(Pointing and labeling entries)
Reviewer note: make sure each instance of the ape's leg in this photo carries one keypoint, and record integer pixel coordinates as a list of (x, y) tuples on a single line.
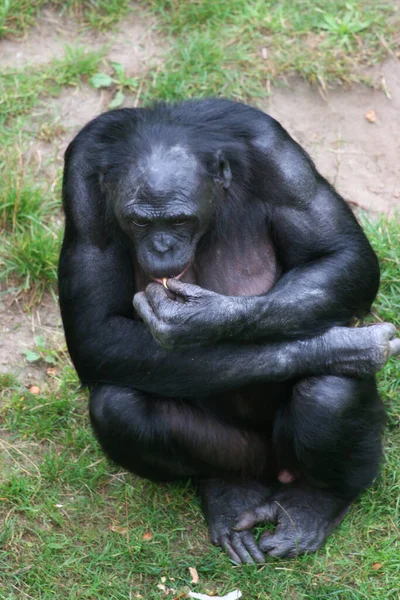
[(164, 438), (333, 428)]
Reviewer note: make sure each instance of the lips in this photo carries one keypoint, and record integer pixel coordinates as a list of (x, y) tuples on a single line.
[(172, 276)]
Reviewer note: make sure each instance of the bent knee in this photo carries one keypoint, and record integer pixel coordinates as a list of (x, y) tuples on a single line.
[(335, 395)]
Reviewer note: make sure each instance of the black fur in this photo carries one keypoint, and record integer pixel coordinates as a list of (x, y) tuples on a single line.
[(235, 391)]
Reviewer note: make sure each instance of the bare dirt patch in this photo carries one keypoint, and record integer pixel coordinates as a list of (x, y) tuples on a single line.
[(18, 329), (361, 158)]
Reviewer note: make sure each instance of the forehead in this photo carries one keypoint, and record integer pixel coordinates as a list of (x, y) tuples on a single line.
[(167, 169)]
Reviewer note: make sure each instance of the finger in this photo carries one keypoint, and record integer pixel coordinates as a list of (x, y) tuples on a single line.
[(156, 295), (283, 549), (394, 346), (186, 290), (240, 549), (252, 548), (266, 512), (143, 308), (226, 545)]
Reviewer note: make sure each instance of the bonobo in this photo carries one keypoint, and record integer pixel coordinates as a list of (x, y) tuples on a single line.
[(207, 279)]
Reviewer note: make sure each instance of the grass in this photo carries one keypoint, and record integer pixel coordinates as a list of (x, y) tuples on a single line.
[(16, 16), (243, 45), (73, 526)]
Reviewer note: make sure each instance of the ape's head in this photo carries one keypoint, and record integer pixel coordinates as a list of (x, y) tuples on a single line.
[(166, 202)]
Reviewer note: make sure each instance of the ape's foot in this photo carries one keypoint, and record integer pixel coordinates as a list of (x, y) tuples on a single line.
[(303, 516), (223, 503)]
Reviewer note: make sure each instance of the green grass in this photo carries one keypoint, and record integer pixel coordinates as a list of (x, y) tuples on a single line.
[(236, 47), (16, 16), (30, 236), (74, 526)]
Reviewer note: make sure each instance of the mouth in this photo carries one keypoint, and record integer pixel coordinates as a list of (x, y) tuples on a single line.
[(163, 280)]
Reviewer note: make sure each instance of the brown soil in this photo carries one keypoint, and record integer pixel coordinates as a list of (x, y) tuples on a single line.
[(359, 157)]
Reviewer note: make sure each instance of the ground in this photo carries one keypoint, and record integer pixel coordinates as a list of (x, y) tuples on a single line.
[(101, 533)]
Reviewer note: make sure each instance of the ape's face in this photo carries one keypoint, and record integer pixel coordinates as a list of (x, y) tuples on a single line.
[(165, 205)]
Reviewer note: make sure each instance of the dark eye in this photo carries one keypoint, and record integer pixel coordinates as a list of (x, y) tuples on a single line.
[(140, 223)]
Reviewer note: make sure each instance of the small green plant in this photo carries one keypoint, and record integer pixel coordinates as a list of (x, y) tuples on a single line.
[(41, 352), (118, 83), (344, 28)]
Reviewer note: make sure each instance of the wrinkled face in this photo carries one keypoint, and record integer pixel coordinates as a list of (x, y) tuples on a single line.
[(165, 205)]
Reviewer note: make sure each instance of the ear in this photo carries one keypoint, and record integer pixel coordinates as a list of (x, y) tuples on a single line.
[(223, 170)]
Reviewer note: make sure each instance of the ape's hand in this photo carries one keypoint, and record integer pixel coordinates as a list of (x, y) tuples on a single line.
[(200, 318)]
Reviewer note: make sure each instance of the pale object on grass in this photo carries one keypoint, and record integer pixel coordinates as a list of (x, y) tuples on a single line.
[(235, 595)]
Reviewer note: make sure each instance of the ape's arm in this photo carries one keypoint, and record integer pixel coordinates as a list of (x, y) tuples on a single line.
[(107, 345), (330, 272)]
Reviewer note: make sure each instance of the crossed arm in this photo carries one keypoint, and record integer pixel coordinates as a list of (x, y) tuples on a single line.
[(330, 274)]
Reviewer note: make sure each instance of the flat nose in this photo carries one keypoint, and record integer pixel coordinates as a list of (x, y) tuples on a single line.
[(162, 243)]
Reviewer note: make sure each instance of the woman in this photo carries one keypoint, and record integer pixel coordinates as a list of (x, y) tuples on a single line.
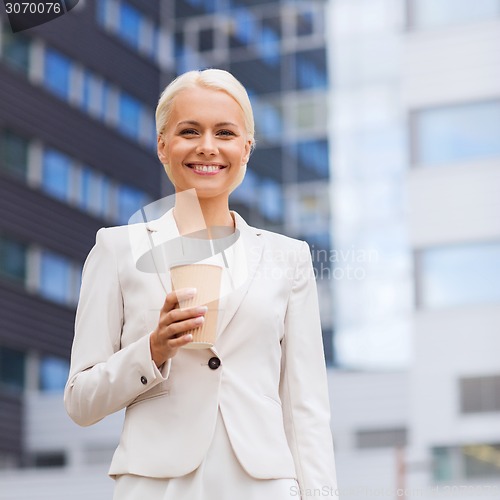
[(247, 418)]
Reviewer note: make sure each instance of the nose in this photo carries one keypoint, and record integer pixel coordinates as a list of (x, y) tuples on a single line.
[(207, 145)]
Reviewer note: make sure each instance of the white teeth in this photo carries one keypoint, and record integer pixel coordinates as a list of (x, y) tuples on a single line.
[(206, 168)]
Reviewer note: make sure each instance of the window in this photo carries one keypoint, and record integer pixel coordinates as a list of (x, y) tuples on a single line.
[(246, 26), (206, 39), (458, 275), (12, 369), (271, 200), (477, 461), (53, 373), (480, 394), (12, 260), (305, 23), (129, 26), (129, 115), (381, 438), (59, 279), (434, 13), (16, 51), (310, 70), (457, 133), (129, 201), (269, 120), (269, 45), (14, 153), (57, 74), (48, 459), (56, 174), (314, 156)]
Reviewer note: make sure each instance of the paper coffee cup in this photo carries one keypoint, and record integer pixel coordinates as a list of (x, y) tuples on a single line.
[(206, 278)]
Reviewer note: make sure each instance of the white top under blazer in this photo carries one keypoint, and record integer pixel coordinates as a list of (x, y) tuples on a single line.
[(268, 380)]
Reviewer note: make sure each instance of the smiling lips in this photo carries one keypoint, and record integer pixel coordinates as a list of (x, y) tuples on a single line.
[(205, 168)]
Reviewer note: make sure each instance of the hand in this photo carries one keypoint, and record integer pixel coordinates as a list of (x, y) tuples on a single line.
[(168, 336)]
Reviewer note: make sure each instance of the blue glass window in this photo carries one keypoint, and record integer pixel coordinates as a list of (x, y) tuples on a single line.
[(314, 155), (431, 13), (457, 133), (12, 260), (57, 73), (246, 192), (270, 122), (269, 46), (55, 277), (271, 200), (459, 274), (14, 153), (53, 374), (129, 115), (308, 74), (103, 15), (12, 369), (246, 26), (16, 51), (129, 27), (129, 201), (56, 171)]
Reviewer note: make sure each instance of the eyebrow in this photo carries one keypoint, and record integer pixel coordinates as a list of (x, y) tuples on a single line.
[(197, 124)]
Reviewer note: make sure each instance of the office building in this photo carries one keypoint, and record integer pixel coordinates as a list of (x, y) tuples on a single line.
[(416, 171), (77, 152)]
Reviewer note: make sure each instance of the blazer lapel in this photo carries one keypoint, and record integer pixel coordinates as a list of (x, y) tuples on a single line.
[(249, 254), (161, 237)]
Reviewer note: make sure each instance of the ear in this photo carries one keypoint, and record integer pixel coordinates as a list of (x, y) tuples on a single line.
[(248, 150), (161, 149)]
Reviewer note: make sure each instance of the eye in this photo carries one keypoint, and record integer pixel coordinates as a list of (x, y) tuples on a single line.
[(226, 133), (188, 132)]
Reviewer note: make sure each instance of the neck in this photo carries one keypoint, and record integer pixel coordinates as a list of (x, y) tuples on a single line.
[(194, 214)]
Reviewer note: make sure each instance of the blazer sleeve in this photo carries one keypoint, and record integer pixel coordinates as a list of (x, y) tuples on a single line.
[(303, 386), (104, 377)]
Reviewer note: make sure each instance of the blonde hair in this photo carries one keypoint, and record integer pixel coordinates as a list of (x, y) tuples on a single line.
[(215, 79)]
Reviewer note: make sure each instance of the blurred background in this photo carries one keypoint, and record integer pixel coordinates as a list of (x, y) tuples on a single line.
[(378, 142)]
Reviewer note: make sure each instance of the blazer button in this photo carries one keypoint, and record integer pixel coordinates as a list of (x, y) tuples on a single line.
[(214, 363)]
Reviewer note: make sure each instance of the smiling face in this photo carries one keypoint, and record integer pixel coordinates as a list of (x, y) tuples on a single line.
[(205, 142)]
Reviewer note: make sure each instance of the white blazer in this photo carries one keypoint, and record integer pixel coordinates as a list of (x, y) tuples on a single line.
[(270, 386)]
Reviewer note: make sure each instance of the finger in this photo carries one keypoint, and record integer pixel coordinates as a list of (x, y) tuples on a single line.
[(174, 297), (180, 341), (176, 315), (177, 329)]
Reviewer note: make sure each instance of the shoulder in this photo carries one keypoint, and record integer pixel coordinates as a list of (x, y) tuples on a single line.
[(281, 248), (118, 238)]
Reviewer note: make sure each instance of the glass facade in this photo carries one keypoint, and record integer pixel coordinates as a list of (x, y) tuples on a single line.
[(15, 50), (13, 153), (67, 180), (278, 51), (131, 26), (457, 133), (12, 369), (56, 174), (57, 73), (13, 263), (475, 461), (95, 96), (439, 13), (53, 373), (457, 275)]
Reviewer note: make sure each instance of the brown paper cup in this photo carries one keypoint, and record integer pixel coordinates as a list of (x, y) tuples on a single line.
[(206, 278)]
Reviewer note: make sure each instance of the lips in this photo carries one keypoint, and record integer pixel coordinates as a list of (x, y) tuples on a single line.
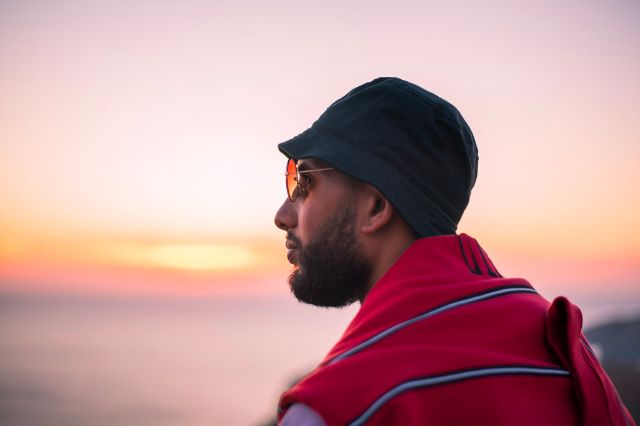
[(292, 252)]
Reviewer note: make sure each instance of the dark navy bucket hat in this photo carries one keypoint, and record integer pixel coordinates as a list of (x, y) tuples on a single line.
[(410, 144)]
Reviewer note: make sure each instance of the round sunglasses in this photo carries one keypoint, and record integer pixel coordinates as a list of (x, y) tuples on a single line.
[(295, 184)]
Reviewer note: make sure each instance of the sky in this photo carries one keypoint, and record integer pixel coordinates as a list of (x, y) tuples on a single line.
[(138, 139)]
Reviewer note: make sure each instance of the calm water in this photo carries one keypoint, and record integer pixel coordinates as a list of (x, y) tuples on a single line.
[(101, 361)]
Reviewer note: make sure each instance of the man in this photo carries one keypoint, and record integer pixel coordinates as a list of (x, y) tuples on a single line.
[(376, 188)]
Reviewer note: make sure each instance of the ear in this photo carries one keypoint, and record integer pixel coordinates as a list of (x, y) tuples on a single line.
[(378, 210)]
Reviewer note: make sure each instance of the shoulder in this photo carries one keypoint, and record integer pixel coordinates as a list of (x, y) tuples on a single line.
[(301, 415)]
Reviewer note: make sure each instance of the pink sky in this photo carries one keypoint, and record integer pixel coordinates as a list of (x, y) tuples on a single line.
[(150, 125)]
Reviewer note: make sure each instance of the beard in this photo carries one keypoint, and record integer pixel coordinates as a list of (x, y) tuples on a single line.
[(332, 269)]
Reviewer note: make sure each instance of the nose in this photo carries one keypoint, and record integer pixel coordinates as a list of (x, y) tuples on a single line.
[(286, 216)]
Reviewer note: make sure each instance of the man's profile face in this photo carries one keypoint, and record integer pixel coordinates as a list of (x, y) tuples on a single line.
[(331, 267)]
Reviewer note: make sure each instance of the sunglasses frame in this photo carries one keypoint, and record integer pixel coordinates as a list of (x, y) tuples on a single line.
[(295, 192)]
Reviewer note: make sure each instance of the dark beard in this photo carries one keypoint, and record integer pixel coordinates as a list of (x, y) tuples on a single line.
[(333, 271)]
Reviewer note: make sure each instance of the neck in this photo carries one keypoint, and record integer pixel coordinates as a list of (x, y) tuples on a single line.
[(385, 253)]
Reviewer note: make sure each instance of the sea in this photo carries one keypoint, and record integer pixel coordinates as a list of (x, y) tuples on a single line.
[(139, 360)]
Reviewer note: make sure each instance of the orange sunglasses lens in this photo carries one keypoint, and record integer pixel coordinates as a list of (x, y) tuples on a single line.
[(292, 182)]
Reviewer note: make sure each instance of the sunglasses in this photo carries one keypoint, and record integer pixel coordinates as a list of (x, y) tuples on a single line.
[(295, 181)]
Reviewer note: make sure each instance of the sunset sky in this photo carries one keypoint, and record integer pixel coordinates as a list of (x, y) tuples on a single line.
[(138, 139)]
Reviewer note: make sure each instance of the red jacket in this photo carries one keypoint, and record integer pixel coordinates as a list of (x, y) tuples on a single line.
[(444, 339)]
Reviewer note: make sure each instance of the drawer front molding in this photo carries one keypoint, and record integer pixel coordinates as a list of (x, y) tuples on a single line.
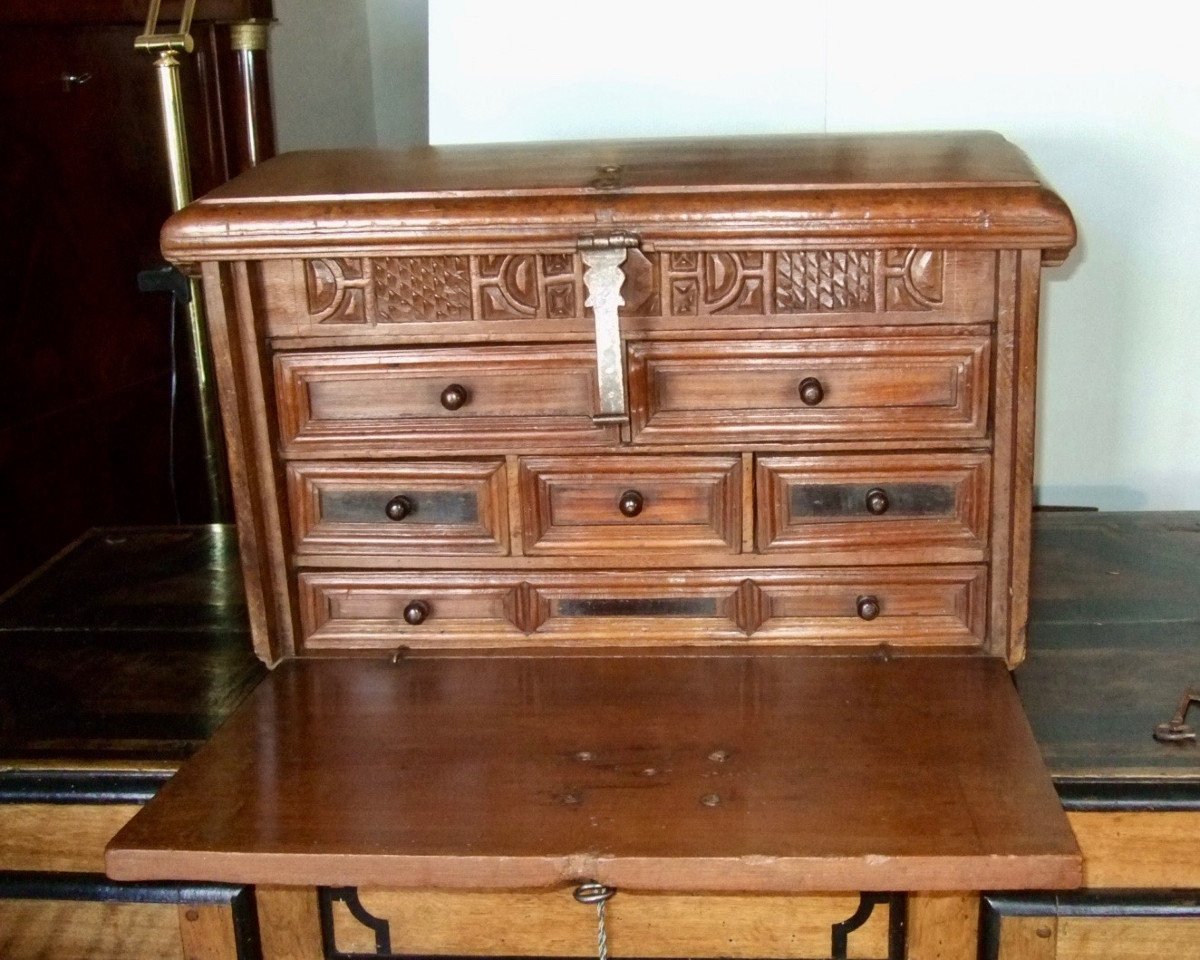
[(929, 606), (399, 403), (574, 505), (892, 508), (436, 507), (772, 393)]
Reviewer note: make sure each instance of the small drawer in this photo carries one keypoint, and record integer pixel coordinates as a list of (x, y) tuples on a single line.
[(384, 611), (907, 508), (451, 508), (901, 605), (598, 505), (774, 393), (485, 400)]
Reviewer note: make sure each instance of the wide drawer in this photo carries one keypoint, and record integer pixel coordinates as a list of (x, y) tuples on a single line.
[(553, 923), (597, 505), (773, 393), (433, 507), (892, 508), (905, 606), (485, 400)]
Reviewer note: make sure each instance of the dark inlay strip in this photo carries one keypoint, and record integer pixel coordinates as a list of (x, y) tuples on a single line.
[(1139, 796), (79, 786), (649, 606), (850, 499), (35, 885), (427, 507)]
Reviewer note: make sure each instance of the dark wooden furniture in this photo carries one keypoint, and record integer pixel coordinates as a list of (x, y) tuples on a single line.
[(573, 455), (1114, 619), (1115, 641), (84, 358), (117, 661)]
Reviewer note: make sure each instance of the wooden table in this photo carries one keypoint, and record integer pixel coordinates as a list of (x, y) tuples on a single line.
[(1115, 636), (117, 661), (1115, 640)]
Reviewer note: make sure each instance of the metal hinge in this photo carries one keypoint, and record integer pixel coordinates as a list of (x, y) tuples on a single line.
[(603, 256), (612, 240)]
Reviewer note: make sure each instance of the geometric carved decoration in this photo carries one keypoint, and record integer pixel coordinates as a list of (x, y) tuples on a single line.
[(749, 607), (825, 280), (675, 283), (915, 279), (712, 283), (413, 288), (526, 609)]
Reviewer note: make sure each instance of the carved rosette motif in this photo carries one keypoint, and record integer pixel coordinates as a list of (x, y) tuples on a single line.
[(673, 283)]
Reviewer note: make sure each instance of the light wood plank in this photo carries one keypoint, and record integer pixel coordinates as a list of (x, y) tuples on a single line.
[(942, 927), (288, 923), (71, 930), (208, 933), (1139, 850), (59, 837), (1029, 937)]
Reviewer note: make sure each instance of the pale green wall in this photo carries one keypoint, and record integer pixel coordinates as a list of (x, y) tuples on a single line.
[(1107, 107)]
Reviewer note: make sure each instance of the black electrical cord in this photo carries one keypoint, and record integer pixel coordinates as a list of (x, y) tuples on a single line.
[(174, 406)]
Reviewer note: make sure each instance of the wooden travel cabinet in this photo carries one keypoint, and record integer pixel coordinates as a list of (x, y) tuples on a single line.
[(647, 513)]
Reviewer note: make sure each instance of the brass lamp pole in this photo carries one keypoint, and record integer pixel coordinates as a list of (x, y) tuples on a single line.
[(168, 47)]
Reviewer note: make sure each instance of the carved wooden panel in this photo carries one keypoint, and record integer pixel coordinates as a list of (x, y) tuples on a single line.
[(927, 508), (571, 507), (340, 295), (391, 402), (750, 391), (913, 605), (427, 507)]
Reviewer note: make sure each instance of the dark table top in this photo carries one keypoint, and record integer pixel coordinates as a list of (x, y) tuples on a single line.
[(127, 649), (1114, 642), (132, 647)]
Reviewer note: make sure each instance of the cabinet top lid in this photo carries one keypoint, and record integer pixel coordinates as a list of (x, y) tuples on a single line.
[(973, 189)]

## Problem to solve
Repeat the line that contains "Reviewer note: make sure each instance of the carved rosette", then every line after it until the records end, with nothing added.

## Answer to the problem
Reviewer note: make sure each instance of the carved rosette motif in this photo carries one keypoint, and record integer pixel coordinates as a list of (x, y) tuples on a single line.
[(673, 283)]
Reviewer note: make sure each instance of the light wood plank in this photo carries one keypoint, and record integer pixel coordinates as a list of (x, y) tuples on a single line.
[(942, 927), (288, 923), (71, 930), (208, 933), (1139, 850), (59, 837), (1029, 937)]
Reviewer note: make sure each instance of the pale green wall in this photo carries one keypoint, and record integer pixel coordinates as a list of (x, y) tuples on a single line.
[(1107, 107)]
Reviewer note: make sure each instance of the black electrical cord in this photo carries one keypoint, and record integer pixel coordinates as a list of (x, y) tuples on a single line.
[(174, 406)]
Reviewer note: make sure each instance of the wooden travel cabinet in this photo carries one keypoint, and record integer pixel coordinates as a list of (x, y) tuples on a single line.
[(647, 513)]
Reviewer note: make sure each instance of the brass lamp pole in this photo carries one keypoint, and record integer pixel coordinates as a list of (x, y) tuples on a single line.
[(168, 47)]
Reviewer note: make sure each instance of the carved wooden panel in this photo carries one keypoint, and record integer pixel coordinates as a list of (x, y) tuples on a single line.
[(927, 508), (571, 507), (340, 295), (391, 402), (750, 391), (913, 605), (427, 507)]
Reviewer note: make sure each instance of the dark table top in this photo carries one keypoint, and record integer pixel coordinates as a list of (x, y) tuples on a single line.
[(127, 649), (1114, 642), (132, 647)]
Reviewer note: make sure each instance of the cabinet top lid in this photo carries one keypoint, and record integer pixel coordinates as a list of (x, y) tuples on a single line.
[(973, 189)]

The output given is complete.